[Start RECORDS FOR PROCESSING]

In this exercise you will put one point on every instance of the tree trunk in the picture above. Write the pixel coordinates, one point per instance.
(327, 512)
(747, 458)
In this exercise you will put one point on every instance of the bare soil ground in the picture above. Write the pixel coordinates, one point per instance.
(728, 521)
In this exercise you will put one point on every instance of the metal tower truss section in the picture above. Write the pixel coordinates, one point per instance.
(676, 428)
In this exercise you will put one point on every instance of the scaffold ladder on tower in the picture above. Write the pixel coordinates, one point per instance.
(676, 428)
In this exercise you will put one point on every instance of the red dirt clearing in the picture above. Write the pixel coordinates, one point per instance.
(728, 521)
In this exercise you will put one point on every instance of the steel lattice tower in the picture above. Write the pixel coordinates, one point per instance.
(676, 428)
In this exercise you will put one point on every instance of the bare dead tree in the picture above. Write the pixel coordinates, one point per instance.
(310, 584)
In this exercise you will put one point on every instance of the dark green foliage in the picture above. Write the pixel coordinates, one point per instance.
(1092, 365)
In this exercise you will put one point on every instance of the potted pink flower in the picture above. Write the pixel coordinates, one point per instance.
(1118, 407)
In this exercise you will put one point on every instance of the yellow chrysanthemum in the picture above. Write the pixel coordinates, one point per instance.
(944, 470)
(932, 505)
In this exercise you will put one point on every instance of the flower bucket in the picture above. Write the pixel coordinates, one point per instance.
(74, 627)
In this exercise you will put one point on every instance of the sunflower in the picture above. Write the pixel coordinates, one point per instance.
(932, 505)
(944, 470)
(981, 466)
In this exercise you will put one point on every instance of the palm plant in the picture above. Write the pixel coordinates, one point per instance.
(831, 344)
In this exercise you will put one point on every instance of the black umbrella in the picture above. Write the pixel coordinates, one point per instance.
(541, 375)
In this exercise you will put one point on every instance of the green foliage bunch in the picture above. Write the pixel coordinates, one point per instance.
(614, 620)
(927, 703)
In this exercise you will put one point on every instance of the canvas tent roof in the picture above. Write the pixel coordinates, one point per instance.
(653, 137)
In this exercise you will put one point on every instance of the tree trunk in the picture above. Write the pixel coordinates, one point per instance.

[End RECORDS FOR PROCESSING]

**WHAT YOU WILL DO**: Reproduce every item above word for word, in the same order.

**RESPONSE TO THIS TASK**:
In this exercise you will put one point on every instance of the tree trunk in the picture above. Write the pixel coordinates, one point per instance.
(327, 512)
(747, 458)
In this exercise you will put one point on every instance of the bare soil ground in the picture above. Write the pixel coordinates, one point per instance.
(728, 521)
In this exercise you will put one point on every instance of the metal tower truss section in the picture above. Write the pixel coordinates, one point per instance.
(676, 428)
In this exercise you will put one point on every instance of the scaffold ladder on tower in the picture above. Write the pixel coordinates, one point per instance.
(676, 428)
In this exercise you will put one point on every instance of the red dirt clearing in the picture above. Write the pixel coordinates, one point per instance.
(728, 521)
In this exercise you will put one point on every instance of the steel lattice tower in the picture above. Write the pixel coordinates, one point per instance.
(676, 428)
In this exercise you will put one point on every instance of the bare dead tree in the picture above. Write the pixel coordinates, one point per instance.
(310, 584)
In this exercise you will put one point on every instance of the dark green foliage in the picture above. Write the pixel coordinates, one point per instance.
(1092, 365)
In this exercise you will put one point on every instance of the potted pink flower in the picture above. Write the pixel coordinates, one point per instance.
(1118, 407)
In this exercise you will put one point on every instance of the yellow chrysanthemum in the picture above. Write the pixel coordinates, one point per instance.
(944, 470)
(932, 505)
In this exercise you will put one point on every instance of the flower bucket in the picture above. Write the pixel coordinates, one point per instance.
(74, 627)
In this exercise you will put one point on every instance of the sunflower in the picture above. Write the pixel coordinates, one point per instance.
(932, 505)
(944, 470)
(981, 466)
In this exercise you will put one point on every instance of the palm plant in the picture above. Write the pixel coordinates, one point per instance.
(831, 344)
In this exercise you will put one point on every instance of the black umbrella in the picture above. Write the pixel coordinates, one point per instance.
(541, 375)
In this exercise you will put one point on every instance of the green foliage bunch in the picture above. Write the pixel coordinates, one point per instance.
(614, 620)
(927, 703)
In this exercise you will put one point on every instance of the canvas tent roof in the picture above. Write the pixel coordinates, one point per instance.
(653, 137)
In this exercise you will put one point on every instance of the tree trunk in the picture above. Write the pixel coordinates, one point per instance.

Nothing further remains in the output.